## [What to produce]
Pull out every line of the items below that contains the word "nostril" and copy each one in full, treating uppercase and lowercase as different.

## [Records to process]

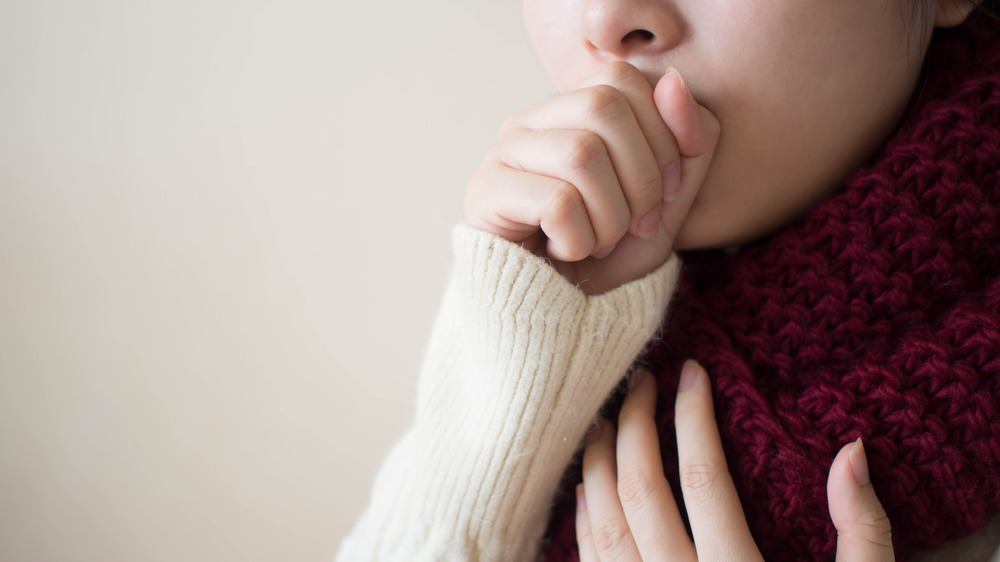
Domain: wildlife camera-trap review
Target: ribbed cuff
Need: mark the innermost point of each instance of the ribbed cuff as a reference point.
(520, 361)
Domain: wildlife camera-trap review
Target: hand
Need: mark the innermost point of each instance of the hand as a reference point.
(598, 179)
(626, 511)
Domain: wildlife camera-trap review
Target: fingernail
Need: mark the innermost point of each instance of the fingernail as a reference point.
(671, 182)
(689, 374)
(605, 252)
(649, 224)
(859, 463)
(638, 376)
(595, 431)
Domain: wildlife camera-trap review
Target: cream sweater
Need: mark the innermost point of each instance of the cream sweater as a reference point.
(519, 363)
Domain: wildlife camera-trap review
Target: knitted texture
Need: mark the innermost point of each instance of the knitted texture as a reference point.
(876, 315)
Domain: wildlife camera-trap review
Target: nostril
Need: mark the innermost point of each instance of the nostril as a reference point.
(639, 36)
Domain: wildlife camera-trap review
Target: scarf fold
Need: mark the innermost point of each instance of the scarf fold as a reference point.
(876, 315)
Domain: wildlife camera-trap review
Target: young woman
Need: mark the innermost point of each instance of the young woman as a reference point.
(844, 156)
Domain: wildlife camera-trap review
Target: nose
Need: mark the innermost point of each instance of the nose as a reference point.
(622, 29)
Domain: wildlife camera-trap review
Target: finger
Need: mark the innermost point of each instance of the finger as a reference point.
(580, 158)
(713, 506)
(514, 204)
(584, 539)
(637, 89)
(647, 501)
(606, 112)
(609, 529)
(863, 530)
(696, 131)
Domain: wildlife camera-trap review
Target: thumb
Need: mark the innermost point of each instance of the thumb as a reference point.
(863, 531)
(696, 131)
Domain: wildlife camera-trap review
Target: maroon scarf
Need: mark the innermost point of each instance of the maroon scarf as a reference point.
(876, 315)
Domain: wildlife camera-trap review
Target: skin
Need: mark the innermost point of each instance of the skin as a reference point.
(626, 511)
(694, 124)
(805, 90)
(771, 106)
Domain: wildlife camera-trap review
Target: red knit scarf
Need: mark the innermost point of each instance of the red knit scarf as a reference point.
(876, 315)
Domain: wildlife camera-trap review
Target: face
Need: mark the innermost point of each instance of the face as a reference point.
(805, 90)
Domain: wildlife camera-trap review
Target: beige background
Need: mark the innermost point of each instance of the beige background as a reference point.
(223, 236)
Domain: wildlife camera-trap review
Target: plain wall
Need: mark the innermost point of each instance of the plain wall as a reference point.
(224, 232)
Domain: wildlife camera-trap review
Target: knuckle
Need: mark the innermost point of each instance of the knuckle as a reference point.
(584, 150)
(700, 476)
(604, 102)
(648, 189)
(636, 489)
(563, 201)
(616, 229)
(611, 538)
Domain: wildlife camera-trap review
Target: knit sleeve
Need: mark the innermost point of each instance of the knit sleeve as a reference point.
(518, 365)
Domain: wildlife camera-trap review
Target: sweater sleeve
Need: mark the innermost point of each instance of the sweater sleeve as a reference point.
(519, 363)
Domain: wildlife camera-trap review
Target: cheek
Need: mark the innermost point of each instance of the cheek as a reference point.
(553, 26)
(800, 111)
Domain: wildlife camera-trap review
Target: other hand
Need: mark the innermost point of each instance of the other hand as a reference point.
(626, 511)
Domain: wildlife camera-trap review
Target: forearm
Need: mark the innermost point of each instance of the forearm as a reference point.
(519, 363)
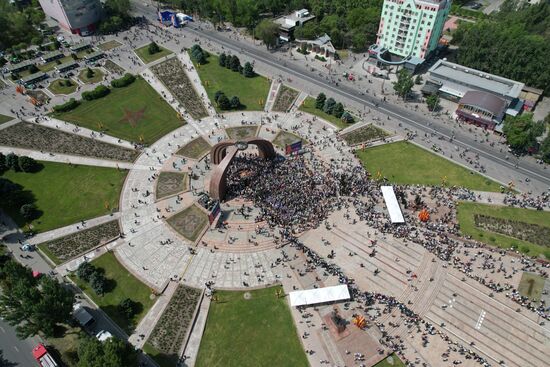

## [Worked solution]
Target: nostril
Need: mark the innermost point of each instance of the nostril as a reference point.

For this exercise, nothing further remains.